Your task | Report only the number of lines that contain the string "wall" in the records below.

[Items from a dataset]
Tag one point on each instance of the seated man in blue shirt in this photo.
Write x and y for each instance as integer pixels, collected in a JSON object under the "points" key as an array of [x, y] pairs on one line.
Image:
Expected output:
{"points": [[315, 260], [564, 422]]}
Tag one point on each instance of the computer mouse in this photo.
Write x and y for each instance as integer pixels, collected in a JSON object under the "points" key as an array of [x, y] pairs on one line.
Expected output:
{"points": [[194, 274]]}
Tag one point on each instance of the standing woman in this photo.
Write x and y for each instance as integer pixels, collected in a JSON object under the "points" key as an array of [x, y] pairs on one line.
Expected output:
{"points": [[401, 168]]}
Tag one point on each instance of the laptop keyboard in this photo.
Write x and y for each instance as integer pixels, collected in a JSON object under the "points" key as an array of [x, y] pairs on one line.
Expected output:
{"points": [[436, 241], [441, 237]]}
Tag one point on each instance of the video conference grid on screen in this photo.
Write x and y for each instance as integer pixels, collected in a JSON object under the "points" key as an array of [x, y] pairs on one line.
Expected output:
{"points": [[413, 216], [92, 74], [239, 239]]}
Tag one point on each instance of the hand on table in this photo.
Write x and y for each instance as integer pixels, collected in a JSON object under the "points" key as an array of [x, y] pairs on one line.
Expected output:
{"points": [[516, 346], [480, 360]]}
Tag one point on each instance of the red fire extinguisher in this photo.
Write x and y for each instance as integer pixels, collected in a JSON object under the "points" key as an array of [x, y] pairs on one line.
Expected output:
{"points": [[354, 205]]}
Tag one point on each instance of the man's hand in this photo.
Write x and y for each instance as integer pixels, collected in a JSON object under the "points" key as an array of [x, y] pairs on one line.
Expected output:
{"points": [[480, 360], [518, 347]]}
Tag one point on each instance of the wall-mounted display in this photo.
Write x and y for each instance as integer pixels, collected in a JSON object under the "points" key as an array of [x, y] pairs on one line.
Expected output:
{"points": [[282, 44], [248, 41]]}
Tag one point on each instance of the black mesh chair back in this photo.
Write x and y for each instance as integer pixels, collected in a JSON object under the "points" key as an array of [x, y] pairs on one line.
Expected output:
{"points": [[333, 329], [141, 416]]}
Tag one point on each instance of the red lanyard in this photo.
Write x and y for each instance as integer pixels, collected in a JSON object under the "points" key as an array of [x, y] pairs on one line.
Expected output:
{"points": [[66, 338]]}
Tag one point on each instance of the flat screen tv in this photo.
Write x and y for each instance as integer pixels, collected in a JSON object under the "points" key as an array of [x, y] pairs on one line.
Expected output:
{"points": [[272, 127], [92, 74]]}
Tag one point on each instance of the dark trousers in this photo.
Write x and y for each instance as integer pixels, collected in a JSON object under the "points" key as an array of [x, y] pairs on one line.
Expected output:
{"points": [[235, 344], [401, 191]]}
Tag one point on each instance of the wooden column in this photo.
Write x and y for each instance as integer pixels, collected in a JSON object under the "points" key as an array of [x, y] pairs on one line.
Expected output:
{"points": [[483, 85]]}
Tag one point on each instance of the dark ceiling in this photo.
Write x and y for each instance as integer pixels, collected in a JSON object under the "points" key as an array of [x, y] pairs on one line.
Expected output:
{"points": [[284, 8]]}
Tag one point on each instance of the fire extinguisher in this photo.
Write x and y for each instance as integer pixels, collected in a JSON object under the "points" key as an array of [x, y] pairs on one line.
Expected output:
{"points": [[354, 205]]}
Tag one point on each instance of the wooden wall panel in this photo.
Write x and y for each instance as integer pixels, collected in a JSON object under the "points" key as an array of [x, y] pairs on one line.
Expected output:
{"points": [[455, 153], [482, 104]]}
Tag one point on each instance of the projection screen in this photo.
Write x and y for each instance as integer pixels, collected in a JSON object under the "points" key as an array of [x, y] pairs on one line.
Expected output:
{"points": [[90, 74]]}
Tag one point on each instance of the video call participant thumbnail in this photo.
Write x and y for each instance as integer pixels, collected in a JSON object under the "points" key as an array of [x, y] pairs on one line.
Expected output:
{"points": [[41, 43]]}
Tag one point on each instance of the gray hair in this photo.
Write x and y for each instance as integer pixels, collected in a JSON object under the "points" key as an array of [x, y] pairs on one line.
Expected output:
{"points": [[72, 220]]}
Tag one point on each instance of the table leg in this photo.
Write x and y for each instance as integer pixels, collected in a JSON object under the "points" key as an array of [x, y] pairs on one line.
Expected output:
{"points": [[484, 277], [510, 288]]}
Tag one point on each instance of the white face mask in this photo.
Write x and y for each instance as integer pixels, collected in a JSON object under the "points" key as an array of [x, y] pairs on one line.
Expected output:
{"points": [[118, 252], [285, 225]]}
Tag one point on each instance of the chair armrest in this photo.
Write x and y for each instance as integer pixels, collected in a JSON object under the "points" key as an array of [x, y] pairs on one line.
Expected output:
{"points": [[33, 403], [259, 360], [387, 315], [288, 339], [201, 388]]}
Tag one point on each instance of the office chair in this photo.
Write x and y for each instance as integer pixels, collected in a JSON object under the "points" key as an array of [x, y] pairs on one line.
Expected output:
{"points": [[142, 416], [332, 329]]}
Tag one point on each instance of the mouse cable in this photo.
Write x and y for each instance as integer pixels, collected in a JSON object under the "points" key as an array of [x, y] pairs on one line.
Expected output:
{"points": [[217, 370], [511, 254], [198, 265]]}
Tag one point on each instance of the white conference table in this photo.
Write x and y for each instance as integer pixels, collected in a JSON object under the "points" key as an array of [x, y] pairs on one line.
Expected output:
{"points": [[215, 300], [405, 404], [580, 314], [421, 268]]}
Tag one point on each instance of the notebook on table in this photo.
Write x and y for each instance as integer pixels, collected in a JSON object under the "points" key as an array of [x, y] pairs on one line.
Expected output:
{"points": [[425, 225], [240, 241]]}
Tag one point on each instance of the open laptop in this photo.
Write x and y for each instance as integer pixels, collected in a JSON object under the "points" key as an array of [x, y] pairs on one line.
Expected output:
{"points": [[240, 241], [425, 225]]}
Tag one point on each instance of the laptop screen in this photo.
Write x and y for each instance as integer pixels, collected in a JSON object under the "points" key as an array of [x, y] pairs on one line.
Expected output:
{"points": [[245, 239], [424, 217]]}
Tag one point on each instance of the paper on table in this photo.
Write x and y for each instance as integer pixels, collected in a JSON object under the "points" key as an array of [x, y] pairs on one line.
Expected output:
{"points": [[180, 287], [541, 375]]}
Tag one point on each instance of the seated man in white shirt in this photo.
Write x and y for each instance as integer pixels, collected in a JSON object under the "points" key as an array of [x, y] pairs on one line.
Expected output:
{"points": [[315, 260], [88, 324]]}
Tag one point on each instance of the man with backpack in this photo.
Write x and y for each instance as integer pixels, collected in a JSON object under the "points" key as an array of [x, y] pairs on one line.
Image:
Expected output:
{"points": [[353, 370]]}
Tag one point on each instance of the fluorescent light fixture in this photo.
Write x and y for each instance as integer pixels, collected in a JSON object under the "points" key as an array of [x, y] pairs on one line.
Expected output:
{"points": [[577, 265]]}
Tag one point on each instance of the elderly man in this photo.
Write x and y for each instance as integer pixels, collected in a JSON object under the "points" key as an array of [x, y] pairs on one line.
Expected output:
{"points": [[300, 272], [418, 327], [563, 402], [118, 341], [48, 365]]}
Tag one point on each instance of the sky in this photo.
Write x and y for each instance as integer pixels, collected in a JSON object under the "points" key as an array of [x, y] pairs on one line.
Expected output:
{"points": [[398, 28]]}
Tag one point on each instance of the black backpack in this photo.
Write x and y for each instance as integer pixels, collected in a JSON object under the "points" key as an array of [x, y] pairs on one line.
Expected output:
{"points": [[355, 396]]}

Answer | 2